Consignes
(a) Pouvez-vous recopier, dans la liste, tout ce qui va de la ligne contenant « A single point marks each instance of the dark » jusqu'à celle contenant « <point>438,256</point> », ces deux lignes comprises, en déplaçant de -26 chacune des coordonnées des points indiqués après « Reported: » ? Ne donnez que ces lignes.
(b) Pouvez-vous poursuivre l'article sur Daniel Lavoie à partir de sa dernière phrase ?

Texte de la page
##############################

Daniel Lavoie a été intronisé au Panthéon des auteurs et compositeurs canadiens la semaine dernière aux côtés de Bryan Adams, David Foster et Alanis Morissette. Discussion avec cet orfèvre qui a 50 ans de métier.

« Sa langue, sa musique sont éminemment nord-américaines, et c’est ce qu’il apporte, mieux que personne, à la chanson populaire francophone mondiale. » C’est en ces mots que Jim Corcoran a décrit l’œuvre de Daniel Lavoie lors de la cérémonie d’intronisation qui avait lieu à Toronto. Une présentation qui a plu au principal intéressé.

« Je savais que Jim était la bonne personne. Il a l’intelligence et l’humour qui font que quand on passe après lui, on se sent toujours bien », nous a raconté en souriant l’auteur-compositeur-interprète franco-manitobain lors d’un court passage à Montréal.

Mais lui, qu’a-t-il dit au public qui assistait à la cérémonie ? « Que je me sentais privilégié et chanceux d’avoir été choisi par le public… » Il s’arrête un instant. « Vous voulez vraiment savoir ce que j’ai dit ? »

J’ai dit que pour accéder à cet honneur, il faut certainement quelques chansons que tout le monde connaît. Et que j’ai constaté que tous ceux qui pratiquent ce métier sérieusement, avec amour et passion, on sait tous écrire une bonne chanson. Mais que même les plus grands ne savent pas écrire une grande chanson. Les grandes chansons sont décidées par le public.

Daniel Lavoie

De Ils s’aiment à Qui sait, Daniel Lavoie a écrit certaines des plus belles chansons de la francophonie. Il reste pourtant « humble et lucide », convaincu qu’il y a un élément de chance pour qu’un artiste soit « choisi » par le public. « Cette relation est très éphémère, », ajoute-t-il. Ce moment de grâce où les chansons « connectent avec le monde », quand ça lock, peut durer six mois, un an, trois ans. « Après ils prennent des jeunes plus fous pour faire danser les bougalous. Et nous on retourne écrire de bonnes chansons. »

Dans son cas, cette période s’est étirée sur presque dix ans. Elle a commencé avec Tension Attention, son sixième album sorti en 1983, sur lequel figurait justement la chanson Ils s’aiment, et dont les claviers très « english sound » lui ont fait connaître un succès fulgurant, ici et de l’autre côté de l’Atlantique.

« Après, j’ai eu encore trois ou quatre albums qui ont touché tout le monde et ça, c’est un grand privilège. Les gens disent, mais tu as travaillé… Ben non, tout le monde travaille ! Il faut tomber dans la cible du cœur des gens, et ça, c’est de la chance. »

##############################

Données fournies
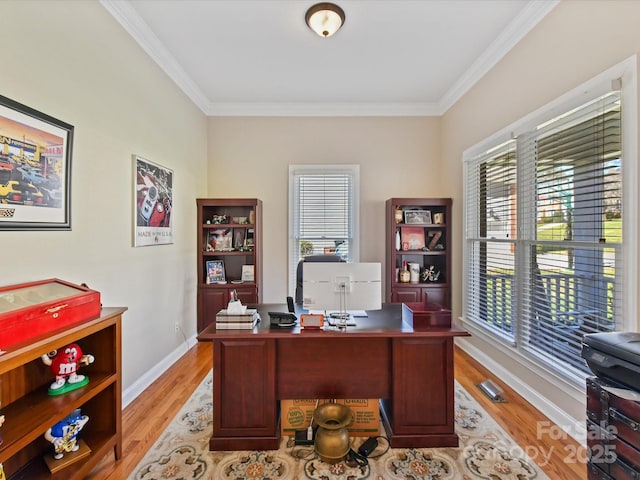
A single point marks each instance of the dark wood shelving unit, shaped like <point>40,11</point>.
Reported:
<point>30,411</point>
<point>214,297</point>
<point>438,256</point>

##############################

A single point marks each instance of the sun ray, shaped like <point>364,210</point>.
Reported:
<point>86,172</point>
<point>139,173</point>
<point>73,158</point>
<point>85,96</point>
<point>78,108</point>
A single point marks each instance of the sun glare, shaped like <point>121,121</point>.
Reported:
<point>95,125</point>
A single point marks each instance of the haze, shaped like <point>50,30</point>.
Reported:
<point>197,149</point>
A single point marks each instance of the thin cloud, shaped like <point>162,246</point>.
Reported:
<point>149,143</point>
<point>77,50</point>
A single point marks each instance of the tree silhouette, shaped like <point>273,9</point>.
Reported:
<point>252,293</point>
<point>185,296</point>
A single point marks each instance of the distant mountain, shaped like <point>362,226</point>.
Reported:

##############################

Réponses
(a)
A single point marks each instance of the dark wood shelving unit, shaped like <point>40,11</point>.
Reported:
<point>4,385</point>
<point>188,271</point>
<point>412,230</point>

(b)
Rimbaud

Daniel Lavoie a lancé en mars une compilation de ses grands succès intitulée J’ai quitté mon île, et soulignera les 40 ans de Tension Attention dans une tournée qui commencera en avril 2023.

Le chanteur, qui faisait partie de la distribution originale de Notre-Dame de Paris en 1998, a aussi repris cet été son rôle de Frollo dans une série de spectacles présentés ici et à New York. À 73 ans, il aime encore la scène… mais doit faire un effort pour y remonter.

Je suis obligé de me botter le cul parce que je n’ai plus l’énergie que j’avais. Mais j’aime ça, ça me garde vivant, en contact. Et ça me permet de faire de la musique avec de bons musiciens.

Daniel Lavoie

Par choix, Daniel Lavoie s’est fait plutôt discret depuis Mes longs voyages, son plus récent album de chansons originales sorti en 2016. Et si en ce moment il semble omniprésent, c’est surtout un concours de circonstances. Humanismes, son troisième recueil de fables, sorti en juin, était prêt depuis deux ans. Et le tout récent album La rivière de cassis, où il chante des textes de Rimbaud mis en musique par Laurent Guardo, est un projet sur lequel les deux hommes travaillaient depuis huit ans ! « Laurent est un fou merveilleux, dit le chanteur. Lui il fait ce projet par passion, moi par plaisir. Et j’adore chanter ses musiques. »

Et que nous disent les mots de Rimbaud aujourd’hui ? « C’est de la poésie, donc ouvert à l’interprétation. Et son langage est toujours aussi beau. Puis certains poèmes, comme Le dormeur du Val, qui parlent de l’absurdité de la guerre, sont encore drôlement pertinents. »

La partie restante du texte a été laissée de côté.